Source passage:
You would have to go back to 1994, when Jack Charlton’s footballers came to the World Cup, to find a match as anticipated among the diaspora. Every Irish pub in Brighton and Dorchester and Southie and downtown was bursting.

But this was different. It was more than sport. It was about pride. It was about having something back home to talk about that didn’t make you feel like jumping out the window. If Charlton’s squad peaked when the Celtic Tiger was a cub, Declan Kidney’s boys were stepping on to the pitch in Cardiff when the cat was dead and gone, in the grave with romantic Ireland.

“We need this,” Tom O’Brien said, two weeks after a business trip to Dublin, where everyone he met was more disconsolate than he could remember.

It was strangely quiet early. No one sang Ireland’s Call. Everybody tittered at the sight of President Mary McAleese standing next to Prince William. Somebody suggested Princess Anne had borrowed Bono’s glasses. Unlike the crowd, the jokes were thin. People were nervous.

When O’Gara’s first penalty kick hooked left, there was a groan so deep you would have thought he missed on purpose. At the half, everybody was counting the points Ireland should have scored. But O’Driscoll brought them back, as he does all the time. At the Green Briar, in BOD they trust.

(Data listing)
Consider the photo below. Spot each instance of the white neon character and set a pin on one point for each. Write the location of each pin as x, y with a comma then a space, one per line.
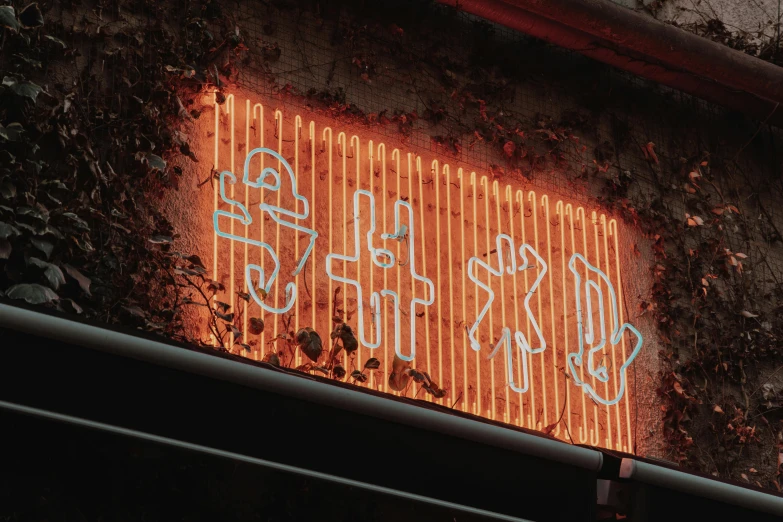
275, 213
576, 359
383, 258
507, 264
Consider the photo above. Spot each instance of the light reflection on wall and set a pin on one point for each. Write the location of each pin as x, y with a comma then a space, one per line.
457, 216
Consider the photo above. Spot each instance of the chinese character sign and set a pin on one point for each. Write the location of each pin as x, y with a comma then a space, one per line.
512, 304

Exercise: Please continue the piece about the Irish crowd at the Green Briar watching the match in Cardiff, picking up after its final sentence.

Answer to this task:
Two quick tries and Emmett Dunne, a young man whose accent announces he’s from Laois before he does, was ahead of himself. “We will not lose,” he said. His Zimbabwean pal, Rufaro Gomwe, nodded.

There was a lull and Tom O’Brien said, in a voice that was the opposite of a stage whisper, “Wales cannot score a try against this team.” No one responded to the jinx.

O’Gara’s drop, a thing of great beauty, almost straight up to avoid the block, took forever to come down but even before it did the Green Briar erupted.

In the 78th minute, Tom O’Brien started singing The Fields of Athenry, which, again, was almost inviting disaster. A few souls joined in. Most did not.

“Wales will not score,” Tom O’Brien said. For once in his life, he was right.

When Stephen Jones’s final effort fell short, Peter Best, a Portstewart man, hoisted his two-year-old daughter Tara in the air and hugged her tightly.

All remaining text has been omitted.